Tasks to complete —
A - Copy the forum thread about pigeons word for word, everything from "Great photo Kim." down to "Kim's for dinner.".
B - Continue the forum thread about pigeons from the point where its last post stops.

Extracted text —
· · ·

# I don't think so!



## KIPPY (Dec 18, 2003)

"Flying rat" 
*I don't think so*.


----------



## John_D (Jan 24, 2002)

Excellent pic, Kippy. 

As someone said a little while back, more like feathered angels 

John


----------



## Reti (Jul 20, 2003)

Aren't they just beautiful?
I see them as little angels.

Reti


----------



## maryco (Apr 1, 2002)

Beautiful!


----------



## Whitefeather (Sep 2, 2002)

*Wow!!*

Great photo Kim.  
Hands down, pigeons are indeed beautiful birds.

If we were to look closely, I'm sure we would see some of the same pigeons in Kim's flock that are in mine. I think they come to my house for breakfast, spend the day frolicking about then head over to Kim's for dinner.  

Cindy


----------



## Reti (Jul 20, 2003)

It's so good to know that at least some of our feathered friends have a good life.
Bless you both, Cindy and Kim.

Reti


----------



## Reti (Jul 20, 2003)

BTW, Cindy, are Eli and Betty and Lillian among them?

Reti


----------



## elvis_911 (Apr 26, 2004)

Cindy, all those pigeons on your pic live with you?


----------



## elvis_911 (Apr 26, 2004)

This one time i was walking and i found a pigeon with a pellet in him (some jerk decided to shoot him) and i took the bullet out and wrapped up the bleeding spot then i took it to the zoo ( theres a , bird "something " i forgot what its called there.) and it later died...samething happened to a squirrel but this one recovered


----------



## elvis_911 (Apr 26, 2004)

Pellet *** it wasnt a bullet  he would of died instantly if it was ..i think ..but yeah anyways it came from a BBgun


----------



## KIPPY (Dec 18, 2003)

"*feathered angels *"

My thoughts exactly.


----------



## Lee (Jul 28, 2001)

*white birds*

Lee here, 
I raise white pigeons for my business and they are pretty in flight, 
However it would be hard to beat these birds as far as beauty they are a sight to see for sure thank you for posting God sure picked the right bird to decend as ............

· · ·

Extracted material —
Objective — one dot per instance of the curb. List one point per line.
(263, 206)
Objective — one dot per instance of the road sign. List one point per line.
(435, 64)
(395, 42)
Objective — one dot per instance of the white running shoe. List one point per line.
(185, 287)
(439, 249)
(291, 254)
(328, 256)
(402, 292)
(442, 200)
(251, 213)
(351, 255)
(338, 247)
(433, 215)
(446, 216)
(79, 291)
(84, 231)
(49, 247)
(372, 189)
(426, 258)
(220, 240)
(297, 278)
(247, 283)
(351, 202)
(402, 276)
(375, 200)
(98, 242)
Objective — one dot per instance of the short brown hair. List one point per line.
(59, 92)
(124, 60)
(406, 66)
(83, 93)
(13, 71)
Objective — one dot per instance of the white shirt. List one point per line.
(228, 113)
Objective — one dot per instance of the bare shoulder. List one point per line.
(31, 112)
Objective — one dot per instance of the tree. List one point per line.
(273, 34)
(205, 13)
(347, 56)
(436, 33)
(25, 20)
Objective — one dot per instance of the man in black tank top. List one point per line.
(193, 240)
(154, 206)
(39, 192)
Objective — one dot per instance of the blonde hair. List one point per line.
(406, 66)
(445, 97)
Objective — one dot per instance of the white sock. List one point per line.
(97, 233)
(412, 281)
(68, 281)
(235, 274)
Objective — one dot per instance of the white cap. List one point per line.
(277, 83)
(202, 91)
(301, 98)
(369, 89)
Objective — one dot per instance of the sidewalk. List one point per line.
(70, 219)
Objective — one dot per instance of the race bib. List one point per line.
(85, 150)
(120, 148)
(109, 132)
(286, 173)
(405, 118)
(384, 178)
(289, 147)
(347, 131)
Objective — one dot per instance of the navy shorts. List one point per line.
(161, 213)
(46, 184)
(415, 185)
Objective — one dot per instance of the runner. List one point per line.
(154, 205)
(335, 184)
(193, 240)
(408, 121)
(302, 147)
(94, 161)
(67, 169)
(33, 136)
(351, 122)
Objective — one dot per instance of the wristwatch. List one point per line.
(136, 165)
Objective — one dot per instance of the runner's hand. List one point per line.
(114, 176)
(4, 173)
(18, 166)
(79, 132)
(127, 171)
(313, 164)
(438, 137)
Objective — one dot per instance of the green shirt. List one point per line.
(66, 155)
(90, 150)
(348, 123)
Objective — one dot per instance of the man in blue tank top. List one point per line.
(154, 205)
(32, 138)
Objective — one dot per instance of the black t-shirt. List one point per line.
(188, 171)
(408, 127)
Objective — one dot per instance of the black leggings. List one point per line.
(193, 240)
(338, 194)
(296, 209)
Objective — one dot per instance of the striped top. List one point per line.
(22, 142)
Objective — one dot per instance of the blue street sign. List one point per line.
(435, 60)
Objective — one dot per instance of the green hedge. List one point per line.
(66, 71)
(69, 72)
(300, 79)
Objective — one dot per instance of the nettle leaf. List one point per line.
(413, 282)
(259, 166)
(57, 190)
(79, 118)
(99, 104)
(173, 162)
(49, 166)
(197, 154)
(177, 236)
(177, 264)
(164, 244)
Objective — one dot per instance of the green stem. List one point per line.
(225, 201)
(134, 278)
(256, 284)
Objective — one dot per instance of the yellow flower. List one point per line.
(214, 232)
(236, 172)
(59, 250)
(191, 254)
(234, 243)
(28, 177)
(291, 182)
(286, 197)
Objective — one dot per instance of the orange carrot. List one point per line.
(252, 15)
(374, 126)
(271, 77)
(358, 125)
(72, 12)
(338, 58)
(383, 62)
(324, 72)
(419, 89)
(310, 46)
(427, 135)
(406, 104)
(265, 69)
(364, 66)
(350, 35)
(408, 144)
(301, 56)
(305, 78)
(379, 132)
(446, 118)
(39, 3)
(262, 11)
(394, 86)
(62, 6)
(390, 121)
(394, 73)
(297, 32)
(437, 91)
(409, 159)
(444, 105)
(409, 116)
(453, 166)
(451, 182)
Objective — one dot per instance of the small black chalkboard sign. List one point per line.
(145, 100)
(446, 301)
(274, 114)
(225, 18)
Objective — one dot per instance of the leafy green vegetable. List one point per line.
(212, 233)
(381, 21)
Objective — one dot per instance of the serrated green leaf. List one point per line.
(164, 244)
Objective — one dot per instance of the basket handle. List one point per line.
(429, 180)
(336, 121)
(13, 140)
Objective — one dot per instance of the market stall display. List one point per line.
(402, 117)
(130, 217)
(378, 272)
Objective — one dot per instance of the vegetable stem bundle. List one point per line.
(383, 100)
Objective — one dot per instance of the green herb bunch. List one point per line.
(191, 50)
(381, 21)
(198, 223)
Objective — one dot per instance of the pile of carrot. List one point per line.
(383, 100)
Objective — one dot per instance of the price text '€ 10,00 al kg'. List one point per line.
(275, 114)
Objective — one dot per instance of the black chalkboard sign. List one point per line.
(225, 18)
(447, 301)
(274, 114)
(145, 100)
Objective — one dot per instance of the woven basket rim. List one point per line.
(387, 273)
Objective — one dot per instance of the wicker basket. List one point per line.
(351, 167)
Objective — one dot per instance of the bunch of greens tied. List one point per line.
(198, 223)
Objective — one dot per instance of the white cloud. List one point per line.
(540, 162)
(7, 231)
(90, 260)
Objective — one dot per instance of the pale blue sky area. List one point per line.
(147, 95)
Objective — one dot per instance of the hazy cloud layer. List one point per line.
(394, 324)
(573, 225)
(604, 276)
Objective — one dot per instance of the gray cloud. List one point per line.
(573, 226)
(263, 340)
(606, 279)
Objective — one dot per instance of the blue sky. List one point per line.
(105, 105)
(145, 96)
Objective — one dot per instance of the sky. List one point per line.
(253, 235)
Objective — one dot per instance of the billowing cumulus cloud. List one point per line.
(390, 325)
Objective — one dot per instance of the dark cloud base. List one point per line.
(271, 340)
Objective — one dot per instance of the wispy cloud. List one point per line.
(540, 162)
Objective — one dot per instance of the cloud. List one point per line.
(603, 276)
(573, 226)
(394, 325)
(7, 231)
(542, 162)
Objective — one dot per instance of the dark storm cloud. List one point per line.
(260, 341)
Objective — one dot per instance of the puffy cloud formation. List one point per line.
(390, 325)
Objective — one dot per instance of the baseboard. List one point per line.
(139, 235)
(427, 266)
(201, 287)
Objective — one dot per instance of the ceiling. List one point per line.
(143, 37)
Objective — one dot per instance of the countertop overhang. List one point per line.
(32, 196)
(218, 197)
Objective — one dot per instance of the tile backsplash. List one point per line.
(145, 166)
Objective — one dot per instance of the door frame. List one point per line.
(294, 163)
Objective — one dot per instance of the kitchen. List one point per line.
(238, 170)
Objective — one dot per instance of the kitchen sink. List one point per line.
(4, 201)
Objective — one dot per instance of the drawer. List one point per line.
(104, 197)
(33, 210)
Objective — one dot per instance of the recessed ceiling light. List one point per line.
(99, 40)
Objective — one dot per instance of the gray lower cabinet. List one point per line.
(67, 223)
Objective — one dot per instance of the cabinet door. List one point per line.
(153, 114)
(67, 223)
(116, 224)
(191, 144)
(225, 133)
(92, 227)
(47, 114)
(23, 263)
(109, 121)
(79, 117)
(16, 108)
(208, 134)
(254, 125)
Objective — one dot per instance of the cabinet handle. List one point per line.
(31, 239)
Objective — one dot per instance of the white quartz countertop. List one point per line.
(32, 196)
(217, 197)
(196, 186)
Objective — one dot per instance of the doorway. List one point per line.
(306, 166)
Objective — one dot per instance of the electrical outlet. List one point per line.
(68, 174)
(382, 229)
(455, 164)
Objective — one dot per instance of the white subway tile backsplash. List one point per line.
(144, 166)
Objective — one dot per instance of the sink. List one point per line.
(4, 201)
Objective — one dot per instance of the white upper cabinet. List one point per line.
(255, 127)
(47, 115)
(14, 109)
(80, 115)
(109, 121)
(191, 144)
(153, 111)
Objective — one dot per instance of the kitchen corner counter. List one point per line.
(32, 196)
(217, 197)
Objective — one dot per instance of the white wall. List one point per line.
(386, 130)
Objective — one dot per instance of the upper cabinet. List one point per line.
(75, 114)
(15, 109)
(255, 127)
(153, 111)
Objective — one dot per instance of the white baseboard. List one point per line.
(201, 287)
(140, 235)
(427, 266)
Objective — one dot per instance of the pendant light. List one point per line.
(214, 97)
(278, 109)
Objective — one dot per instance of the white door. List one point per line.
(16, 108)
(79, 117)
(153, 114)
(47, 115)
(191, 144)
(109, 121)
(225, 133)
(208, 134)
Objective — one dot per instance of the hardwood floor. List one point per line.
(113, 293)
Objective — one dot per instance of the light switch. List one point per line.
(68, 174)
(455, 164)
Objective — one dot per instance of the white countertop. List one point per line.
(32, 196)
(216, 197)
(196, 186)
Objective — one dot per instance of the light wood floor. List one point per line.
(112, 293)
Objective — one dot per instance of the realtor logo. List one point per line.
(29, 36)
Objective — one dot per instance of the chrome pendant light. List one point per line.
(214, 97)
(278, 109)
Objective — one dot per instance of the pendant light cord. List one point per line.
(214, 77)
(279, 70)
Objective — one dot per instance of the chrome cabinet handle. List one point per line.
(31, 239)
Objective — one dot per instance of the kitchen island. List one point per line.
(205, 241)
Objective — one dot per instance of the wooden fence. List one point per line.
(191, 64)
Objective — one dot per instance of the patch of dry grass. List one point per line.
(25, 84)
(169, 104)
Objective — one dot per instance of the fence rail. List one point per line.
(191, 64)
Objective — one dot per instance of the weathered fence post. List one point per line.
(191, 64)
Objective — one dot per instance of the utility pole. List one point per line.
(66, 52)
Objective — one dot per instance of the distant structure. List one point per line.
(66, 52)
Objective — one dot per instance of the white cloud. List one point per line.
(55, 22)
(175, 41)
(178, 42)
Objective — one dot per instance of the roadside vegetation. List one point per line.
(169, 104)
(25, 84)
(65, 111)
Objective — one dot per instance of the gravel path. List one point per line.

· · ·

Task-by-task answers —
A -
Great photo Kim.  
Hands down, pigeons are indeed beautiful birds.

If we were to look closely, I'm sure we would see some of the same pigeons in Kim's flock that are in mine. I think they come to my house for breakfast, spend the day frolicking about then head over to Kim's for dinner.

B -
----------



## Whitefeather (Sep 2, 2002)

*BTW, Cindy, are Eli and Betty and Lillian among them?*
Hi Reti,
Since none had any unusual markings, I really can't say for sure, however, to this day there is one that follows me when I'm feeding or cleaning cages that insists on 'growling' at me. 
Betty always growled at me when I would go near their cage. The others in the flock are too busy trying to get each other's seed to growl.  
So in my heart I know that's Betty. I'm hopeful Eli & Lillian are not far away.

* * *

*Cindy, all those pigeons on your pic live with you?*
Hi Elvis,
They don't actually live with me. This is a feral flock that started out with about 15-20 pigeons two years ago & has grown to 80+ today. 
They arrive early for breakfast, then some bathe in the water, some bathe in the sun, some just walk about the yard. They all know they have no fear of predators while they visit our backyard.  

I love it when they begin to gather overhead in the morning. One or two may start, then a few more will join in & a few more until the flock is complete at which time they make about three more circles finally landing for a well deserved breakfast.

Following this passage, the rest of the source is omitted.